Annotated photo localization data

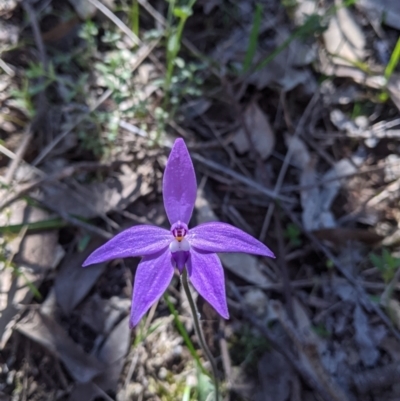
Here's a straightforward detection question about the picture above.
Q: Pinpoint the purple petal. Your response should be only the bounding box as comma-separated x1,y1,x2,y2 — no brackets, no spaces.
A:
130,248,174,327
188,222,275,257
82,225,172,266
163,138,197,225
187,248,229,319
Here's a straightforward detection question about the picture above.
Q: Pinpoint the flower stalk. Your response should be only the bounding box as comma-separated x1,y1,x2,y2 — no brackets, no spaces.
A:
181,268,219,401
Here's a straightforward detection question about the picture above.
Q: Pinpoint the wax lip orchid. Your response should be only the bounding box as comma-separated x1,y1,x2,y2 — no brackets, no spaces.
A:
83,139,275,327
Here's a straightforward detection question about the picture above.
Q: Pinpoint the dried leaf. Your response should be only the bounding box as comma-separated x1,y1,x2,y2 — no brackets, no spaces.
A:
17,311,106,382
232,102,275,160
54,240,107,315
353,303,379,366
358,0,400,30
255,350,292,401
94,315,130,391
323,8,366,65
0,207,63,349
40,164,151,219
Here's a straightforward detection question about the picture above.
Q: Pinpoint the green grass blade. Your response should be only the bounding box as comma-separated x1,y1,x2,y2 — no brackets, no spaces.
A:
129,0,140,37
0,217,66,234
164,293,208,375
385,37,400,80
242,3,263,73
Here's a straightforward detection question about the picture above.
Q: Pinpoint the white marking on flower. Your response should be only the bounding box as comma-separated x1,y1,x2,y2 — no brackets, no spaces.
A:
169,237,190,253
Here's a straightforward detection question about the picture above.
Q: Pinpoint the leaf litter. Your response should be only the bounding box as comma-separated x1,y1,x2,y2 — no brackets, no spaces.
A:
1,0,400,400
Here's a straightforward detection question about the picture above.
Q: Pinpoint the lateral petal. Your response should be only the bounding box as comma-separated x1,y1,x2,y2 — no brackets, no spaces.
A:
163,138,197,225
82,225,172,266
188,222,275,257
187,248,229,319
130,248,174,327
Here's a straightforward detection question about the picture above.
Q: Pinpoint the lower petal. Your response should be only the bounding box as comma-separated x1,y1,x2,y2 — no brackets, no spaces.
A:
187,249,229,319
130,248,174,327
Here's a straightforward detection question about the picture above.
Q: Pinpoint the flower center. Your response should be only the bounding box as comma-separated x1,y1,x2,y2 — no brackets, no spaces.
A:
170,221,188,242
169,221,190,272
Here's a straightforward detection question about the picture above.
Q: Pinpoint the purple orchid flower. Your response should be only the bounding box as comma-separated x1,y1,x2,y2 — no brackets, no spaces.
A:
83,139,275,327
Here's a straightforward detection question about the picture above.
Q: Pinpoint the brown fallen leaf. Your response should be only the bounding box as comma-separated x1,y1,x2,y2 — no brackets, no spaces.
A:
232,102,275,160
41,17,80,43
312,228,382,246
54,239,107,315
94,315,130,391
17,311,106,382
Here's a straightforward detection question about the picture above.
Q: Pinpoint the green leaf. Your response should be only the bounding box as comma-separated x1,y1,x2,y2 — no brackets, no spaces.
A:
197,369,214,401
173,6,192,19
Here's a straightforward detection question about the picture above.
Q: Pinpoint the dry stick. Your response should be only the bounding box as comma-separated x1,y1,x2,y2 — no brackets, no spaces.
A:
32,89,112,166
181,269,220,401
229,283,334,401
30,195,112,240
270,300,351,401
0,160,129,211
280,204,400,342
259,93,320,242
274,212,295,323
87,0,163,71
195,154,400,339
192,153,294,203
4,126,34,185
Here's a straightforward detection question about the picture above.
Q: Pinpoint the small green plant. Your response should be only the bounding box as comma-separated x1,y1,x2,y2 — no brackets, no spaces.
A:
284,223,302,247
379,37,400,102
164,0,197,100
370,249,400,283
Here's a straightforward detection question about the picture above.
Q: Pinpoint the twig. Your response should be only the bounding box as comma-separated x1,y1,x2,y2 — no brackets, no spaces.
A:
229,282,334,401
4,125,33,185
270,300,351,401
274,212,295,322
32,89,113,166
0,160,130,211
87,0,163,71
259,93,319,242
280,204,400,342
30,195,112,239
22,1,48,69
87,0,139,45
192,153,294,203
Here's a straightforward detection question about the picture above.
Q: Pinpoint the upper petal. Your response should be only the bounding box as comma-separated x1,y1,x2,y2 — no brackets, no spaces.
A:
130,248,174,327
187,222,275,257
163,138,197,225
187,248,229,319
82,225,172,266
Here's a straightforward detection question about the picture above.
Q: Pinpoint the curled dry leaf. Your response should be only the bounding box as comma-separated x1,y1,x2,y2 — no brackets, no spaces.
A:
232,102,275,160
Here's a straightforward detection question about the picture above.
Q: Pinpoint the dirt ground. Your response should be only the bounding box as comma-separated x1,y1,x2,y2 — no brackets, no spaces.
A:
1,0,400,400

* [Directions for this task] Could you find every line in the records above that contains the word "flower" and copy it?

* [Solution to this task]
Q: Pinpoint the flower stalk. Your response should be only the bounding box as comma-separated x1,y1,x2,y2 — no brackets, no spaces.
Q: Pinpoint the white marking on flower. Your response should be only the bounding box as comma-separated x1,y1,x2,y2 — no brackets, no spaces.
Q: Pinpoint the flower center. Your response should be only the bounding box as comma-separated x1,y1,x2,y2 — no brackets, no spaces.
Q: Pinpoint the purple orchid flower. Your response should be only the bounding box as comma-separated x1,y1,x2,y2 — no brackets, no spaces.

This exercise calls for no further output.